(PROBLEM TO WORK ON):
Copy every line of the rows below without any changes.

A block of data
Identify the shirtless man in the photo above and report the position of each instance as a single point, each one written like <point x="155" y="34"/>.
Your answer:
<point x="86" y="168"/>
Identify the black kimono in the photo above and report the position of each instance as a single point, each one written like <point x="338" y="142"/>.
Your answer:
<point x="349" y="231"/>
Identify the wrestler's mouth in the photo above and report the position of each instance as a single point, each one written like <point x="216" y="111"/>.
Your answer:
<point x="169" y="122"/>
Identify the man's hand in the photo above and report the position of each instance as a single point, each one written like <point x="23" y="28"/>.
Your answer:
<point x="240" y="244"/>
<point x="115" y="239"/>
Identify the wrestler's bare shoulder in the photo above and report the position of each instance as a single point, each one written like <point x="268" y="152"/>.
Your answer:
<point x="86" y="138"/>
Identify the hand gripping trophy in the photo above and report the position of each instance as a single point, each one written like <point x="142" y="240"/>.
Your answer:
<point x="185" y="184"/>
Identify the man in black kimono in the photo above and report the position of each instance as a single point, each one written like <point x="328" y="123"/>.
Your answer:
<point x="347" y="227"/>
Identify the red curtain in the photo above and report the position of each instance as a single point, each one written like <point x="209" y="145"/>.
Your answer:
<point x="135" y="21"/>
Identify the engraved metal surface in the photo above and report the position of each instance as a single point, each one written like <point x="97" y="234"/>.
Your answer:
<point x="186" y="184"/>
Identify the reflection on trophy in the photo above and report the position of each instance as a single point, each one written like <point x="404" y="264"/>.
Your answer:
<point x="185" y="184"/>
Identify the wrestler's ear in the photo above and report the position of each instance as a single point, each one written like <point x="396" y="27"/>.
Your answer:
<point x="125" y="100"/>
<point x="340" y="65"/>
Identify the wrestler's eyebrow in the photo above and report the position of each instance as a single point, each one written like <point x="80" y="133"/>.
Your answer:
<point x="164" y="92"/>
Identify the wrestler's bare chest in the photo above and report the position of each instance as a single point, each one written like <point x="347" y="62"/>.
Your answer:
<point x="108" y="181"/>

(SOLVED PROBLEM):
Identify the shirtless man in the photo above and report the position of each instance as a single point, each one written like <point x="155" y="34"/>.
Your answer:
<point x="86" y="168"/>
Identify the black kimono in the photo above and report the position of each instance as a single point, each one written like <point x="338" y="142"/>.
Your answer:
<point x="349" y="231"/>
Identify the wrestler's mouth in the photo above and report the position of each instance as a single point, each one written like <point x="216" y="111"/>.
Your answer:
<point x="169" y="122"/>
Identify the man's hand in the photo above and report the position of each instance as a single point, each one written like <point x="23" y="28"/>.
Your answer:
<point x="240" y="244"/>
<point x="115" y="239"/>
Identify the wrestler's bare shoulder in the photo above and report the position of each instance as a single point, each one written like <point x="268" y="152"/>.
Your answer:
<point x="86" y="138"/>
Identify the hand gripping trophy in the photo above and report the position of each instance as a single point, each one written like <point x="142" y="240"/>.
Your answer:
<point x="185" y="184"/>
Identify the man in black kimono in the photo above and report the position of each instance as a single point, each one written like <point x="328" y="123"/>.
Your answer:
<point x="347" y="227"/>
Identify the red curtain in the photo above and report the position of each instance as a single point, each one written like <point x="209" y="145"/>.
Your answer:
<point x="135" y="21"/>
Identify the engraved metal surface in the photo above and report the position of each instance as a single point, each one written like <point x="97" y="234"/>.
Your answer:
<point x="186" y="184"/>
Identify the reflection on trophy in the photo above and report the position of each instance as a single point, each one written like <point x="404" y="264"/>.
Your answer:
<point x="185" y="184"/>
Identify the wrestler's ear in the photo above and report the position of each instance as a single point, each one written like <point x="396" y="27"/>.
Your answer:
<point x="125" y="100"/>
<point x="340" y="65"/>
Identify the wrestler's eyebrow in the photo above and report the position of each instance as a single point, each one written like <point x="80" y="133"/>.
Your answer:
<point x="164" y="92"/>
Identify the wrestler's bare chest in the photo above and report the position of each instance as a single point, each one written like <point x="347" y="62"/>.
Your answer:
<point x="108" y="181"/>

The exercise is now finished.